■ QUOTED TEXT
..............................
KJ: I originally wrote Re-thinking History in the late 1980s (it was first published in 1991) because of what seemed to me to be the poverty of 'history theory' (even today a term that seems slightly odd though we readily enough accept 'literary theory' or 'critical theory' or 'social theory'). At the time most students of history had read—if they had read anything about 'the nature of history' at all—bits and pieces from texts by Marwick and Tosh, Bloch, E.H. Carr and G. Elton. And, compared with the theoretical work in adjacent disciplines/discourses at the time—in literature, sociology, aesthetics, politics, etc., these offered a massively impoverished understanding of how a discourse like history is the kind of fabrication it is—and has been. And so RH tried to both introduce students to ideas from these other areas and apply them to some of the key issues/areas in history.

PN: How would you explain the conclusions you came to in "Re-thinking History" to someone who had never considered historical theory before?
..............................
■ STORED DATA
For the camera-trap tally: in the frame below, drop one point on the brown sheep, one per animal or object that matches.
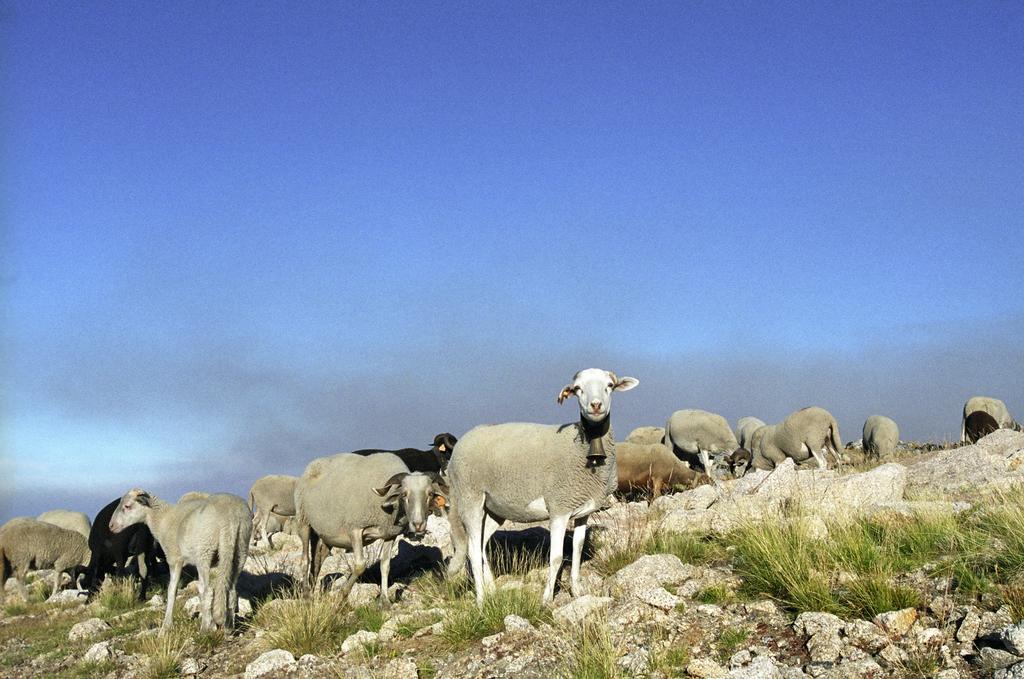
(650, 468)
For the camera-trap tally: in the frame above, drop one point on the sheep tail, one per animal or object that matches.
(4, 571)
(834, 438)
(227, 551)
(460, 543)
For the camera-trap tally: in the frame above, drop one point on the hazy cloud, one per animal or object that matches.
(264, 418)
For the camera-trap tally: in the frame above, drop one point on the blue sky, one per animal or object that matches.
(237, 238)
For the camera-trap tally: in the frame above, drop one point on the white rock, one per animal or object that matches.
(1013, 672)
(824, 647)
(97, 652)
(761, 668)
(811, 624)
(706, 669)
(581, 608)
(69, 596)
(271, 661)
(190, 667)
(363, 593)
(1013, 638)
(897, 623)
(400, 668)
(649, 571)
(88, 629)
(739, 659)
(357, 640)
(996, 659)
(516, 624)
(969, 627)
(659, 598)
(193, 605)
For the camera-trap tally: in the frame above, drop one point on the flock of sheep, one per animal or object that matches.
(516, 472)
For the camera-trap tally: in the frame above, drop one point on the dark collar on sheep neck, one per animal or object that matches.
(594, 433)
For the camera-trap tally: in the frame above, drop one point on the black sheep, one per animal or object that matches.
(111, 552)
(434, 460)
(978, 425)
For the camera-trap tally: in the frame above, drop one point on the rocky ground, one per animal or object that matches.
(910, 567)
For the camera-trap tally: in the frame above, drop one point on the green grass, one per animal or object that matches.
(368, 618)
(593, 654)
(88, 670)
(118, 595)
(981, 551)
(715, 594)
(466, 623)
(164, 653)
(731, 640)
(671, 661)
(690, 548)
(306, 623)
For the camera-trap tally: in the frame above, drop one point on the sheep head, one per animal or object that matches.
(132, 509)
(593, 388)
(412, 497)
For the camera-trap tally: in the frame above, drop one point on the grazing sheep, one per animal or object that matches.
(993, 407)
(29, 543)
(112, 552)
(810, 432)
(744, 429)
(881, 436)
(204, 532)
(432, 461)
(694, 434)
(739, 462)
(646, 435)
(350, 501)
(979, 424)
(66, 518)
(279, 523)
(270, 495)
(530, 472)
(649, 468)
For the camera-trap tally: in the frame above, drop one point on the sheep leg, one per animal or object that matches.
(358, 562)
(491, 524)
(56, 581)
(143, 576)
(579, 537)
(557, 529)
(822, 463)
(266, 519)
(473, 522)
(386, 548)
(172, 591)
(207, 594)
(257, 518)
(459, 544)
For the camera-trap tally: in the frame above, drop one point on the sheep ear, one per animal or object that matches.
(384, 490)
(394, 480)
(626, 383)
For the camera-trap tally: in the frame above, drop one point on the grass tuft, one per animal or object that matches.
..............................
■ DIRECTIVES
1. Name every author whose texts, according to the interview excerpt above, most students of history had read.
2. Decide whether each statement agrees with the interview excerpt above. Answer yes or no, and quote the words that decide it.
(a) Re-thinking History first appeared in print in 1991.
(b) The book was originally written in the early 1990s.
(c) The speaker treats 'history theory' as a term that sounds entirely natural today.
3. Transcribe everything in the interview excerpt from "KJ: I originally" down to "issues/areas in history.".

■ RESPONSES FOR EACH TASK
1. Marwick, Tosh, Bloch, E.H. Carr, G. Elton

2.
(a) Yes: "it was first published in 1991"
(b) No: "I originally wrote Re-thinking History in the late 1980s"
(c) No: "even today a term that seems slightly odd"

3.
KJ: I originally wrote Re-thinking History in the late 1980s (it was first published in 1991) because of what seemed to me to be the poverty of 'history theory' (even today a term that seems slightly odd though we readily enough accept 'literary theory' or 'critical theory' or 'social theory'). At the time most students of history had read—if they had read anything about 'the nature of history' at all—bits and pieces from texts by Marwick and Tosh, Bloch, E.H. Carr and G. Elton. And, compared with the theoretical work in adjacent disciplines/discourses at the time—in literature, sociology, aesthetics, politics, etc., these offered a massively impoverished understanding of how a discourse like history is the kind of fabrication it is—and has been. And so RH tried to both introduce students to ideas from these other areas and apply them to some of the key issues/areas in history.